Exercise 1 :: Arrange the object position labeling rows below as a two-column CSV with the columns "request" and "points", one line per row. Put each value in a single quoted field, replace line breaks with spaces, and leave the pictures out.

Statistics of ABX Testing

Blumlein 88 · Apr 3, 2016

fas42 said:
I never worry about volume - because it makes zero difference when listening for defects: a mechanic doesn't move closer and further away from a car that's making a funny noise to "adjust the volume" - it's a yes/no decision as to whether there's a problem.

My gripe about so much of this testing is the use of the word "preference". To me, the sound is either 'right' or 'wrong', it's very clear cut - dud system A, dud system B, two unpleasantnesses - I would "prefer" to switch both off, and go outside ...

So you're a digital listener then. Everything is GOOD or BAD no in between. I guess you bypass all volume controls on all gear. The item is either on or off. Volume makes zero difference, there is either volume or no volume. I guess Fletcher_Munson doesn't apply to you. You can evaluate the relative frequency balance of a recording whether it is played back at 30 db or 130 db.

Your mechanic story is pretty funny too. I once worked on 24 cylinder methane powered engines. There were exhaust pipes, but in the building next to the engines it was around 115-120 db. If you simply listened to that even briefly you could hear nothing useful. Put on some ear muffs, knock that noise down 25 db, and you could hear details. You could hear a wrist pin making noise, or valves that needed adjusting or even that the timing was a bit off. So even your goofy mechanic example holds no water.

March Audio · Apr 3, 2016

fas42 said:
I never worry about volume - because it makes zero difference when listening for defects: .

Sorry fas but this couldn't be more wrong, unless of course you are referring to the most gross and obvious of defects.

Your hearing sensitivity changes with volume.

https://en.m.wikipedia.org/wiki/Equal-loudness_contour

AJ Soundfield · Apr 3, 2016

BE718 said:
Sorry fas but this couldn't be more wrong

Would you expect anything less from Frank? It's part of the gag

John Kenny · Apr 3, 2016

amirm said:
We don't. So we rely on tests that qualify categories of products. Our job is to indicate how unlikely it is for some product to make a difference/improvement. How far we go and how much one relies on that is up to the person. Let's get the data on the table as there are a lot more blind tests that we even know about.

So can you give (put on the table) examples of "tests that qualify categories of products" & how we might use it to make a judgement about a specific device we might be considering?

fas42 · Apr 3, 2016

Blumlein 88 said:
So you're a digital listener then. Everything is GOOD or BAD no in between. I guess you bypass all volume controls on all gear. The item is either on or off.

Strangely enough, I have no volume control at the moment. More correctly, I do, but I run it at the end of the pot track, because I've changed the gain setting circuitry so that this means the pot is effectively out of the picture. Why? Because it's a crap, cheap Alps pot - at some stage I shall experiment with decent parts, to see if I can get "transparency" there.

Your mechanic story is pretty funny too. I once worked on 24 cylinder methane powered engines. There were exhaust pipes, but in the building next to the engines it was around 115-120 db. If you simply listened to that even briefly you could hear nothing useful. Put on some ear muffs, knock that noise down 25 db, and you could hear details. You could hear a wrist pin making noise, or valves that needed adjusting or even that the timing was a bit off. So even your goofy mechanic example holds no water.

Strangely enough, conventional cars don't have noise abatement issues - so we're not talking silly examples here. The point being, is that you listen for something being wrong, that's the idea - if I hear nothing wrong, or I'm not in a fussy, investigative mood then it's 'right'; but if I I hear problems in just normal listening, or when I deliberately stress by putting on a very complex, treble infused track at high volume then it's 'wrong'.

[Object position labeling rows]

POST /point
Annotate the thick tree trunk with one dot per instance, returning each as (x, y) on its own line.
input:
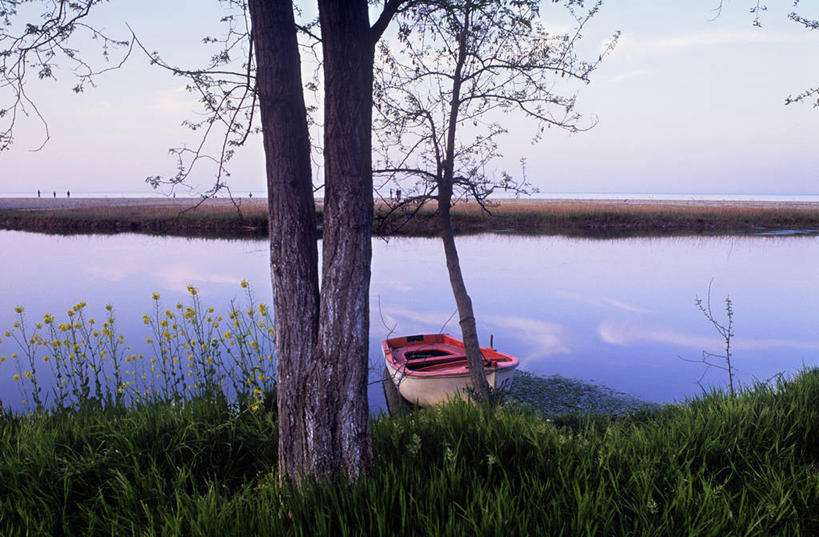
(469, 332)
(344, 319)
(305, 440)
(322, 342)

Exercise 2 :: In the ABX testing thread, how loud did Blumlein 88 say it was in the building next to the 24 cylinder methane powered engines?

Result 1 ::
request,points
"POST /point Annotate the thick tree trunk with one dot per instance, returning each as (x, y) on its own line. input:","(469, 332) (344, 319) (305, 440) (322, 342)"

Result 2 :: Around 115-120 db.